Tuesday, August 05, 2008

Political Leaders Examine Navels, Find Lint

The most obvious solution to one of our worst problems continues to elude our political leaders, but at least, in Connecticut anyway, they seem to have admitted that fatherless children and the policies that encourage this destructive reality are destroying American society. Both the causes of this problem and the possible solutions are self-evident, but the will to try to solve them is largely missing.

Our society is disintegrating partly because manufacturing jobs for unskilled and semi-skilled workers disappeared from the cities where most of these people lived, and the welfare programs that were put in place to cushion the blows of joblessness have created more problems than they have solved. One of the first states to start to come apart from the stresses and strains of ever-increasing welfare and ever-decreasing good jobs for unskilled people is my original home state, Rhode Island, Connecticut’s neighbor. Rhode Island now confronts an insurmountable budget deficit, largely owing to its welfare bill that consumes about 45% of its budget, and its total lack of success in carrying out welfare reforms put in place a decade ago.

I have several times called for a program to subsidize manufacturing jobs in the inner cities while converting AFDC welfare from a lifestyle to an emergency program. With little fanfare, the new RI budget to avoid bankruptcy has an interesting provision: welfare recipients can now only collect for a maximum of two years, and can only reapply after five years. In addition a recipient is limited to a total of four cumulative years on welfare.

^^^^^^^^

## Given exercise 1
In the rows, can you change "angled" to "tilted" from the line with "Highlight the angled" up to and including the last row, leaving everything else as it is, and give back only those lines?
The text and the rows don't come from the same source.

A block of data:
^^^^^^^^

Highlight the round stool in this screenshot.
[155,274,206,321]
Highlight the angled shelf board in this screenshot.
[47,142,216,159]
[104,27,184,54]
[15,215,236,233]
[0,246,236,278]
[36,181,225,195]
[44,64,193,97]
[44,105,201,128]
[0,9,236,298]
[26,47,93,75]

^^^^^^^^

## Given exercise 2
Could you go on with the essay on welfare policy and fatherless children from its last sentence?

## Exercise result 1
Highlight the tilted shelf board in this screenshot.
[47,142,216,159]
[104,27,184,54]
[15,215,236,233]
[0,246,236,278]
[36,181,225,195]
[44,64,193,97]
[44,105,201,128]
[0,9,236,298]
[26,47,93,75]

## Exercise result 2
I would have preferred a limit of six months to the two years, but I am greatly encouraged that this state, RI, known as a welfare magnet and a paradise for state workers, could even come up with this change. Now they need to encourage and subsidize low-skilled manufacturing jobs lost to foreign competition, union overreach and technological obsolescence.

Will Connecticut follow RI’s lead? Not by the looks of it:

Can state get relevant to poverty cycle?
MANCHESTER, Conn. August 1, 2008 Providence Journal

GOVERNMENT in Connecticut long has had two central problems. The first is that state law puts the compensation of public employees outside the ordinary democratic processes of budgeting, so there no longer is any relationship between that compensation and the public’s ability to pay it. As a result, the living standards of the government class race ahead of those of the public even as services to the public decline.

Second, most public policy is never evaluated for results even as much policy plainly fails and even worsens social conditions. For example, while drug criminalization is thought to be meant to diminish drug abuse, it has not done so; it has only filled the prisons with a disproportionately minority population, surrendered the cities to crime, and sustained an expensive criminal-justice apparatus.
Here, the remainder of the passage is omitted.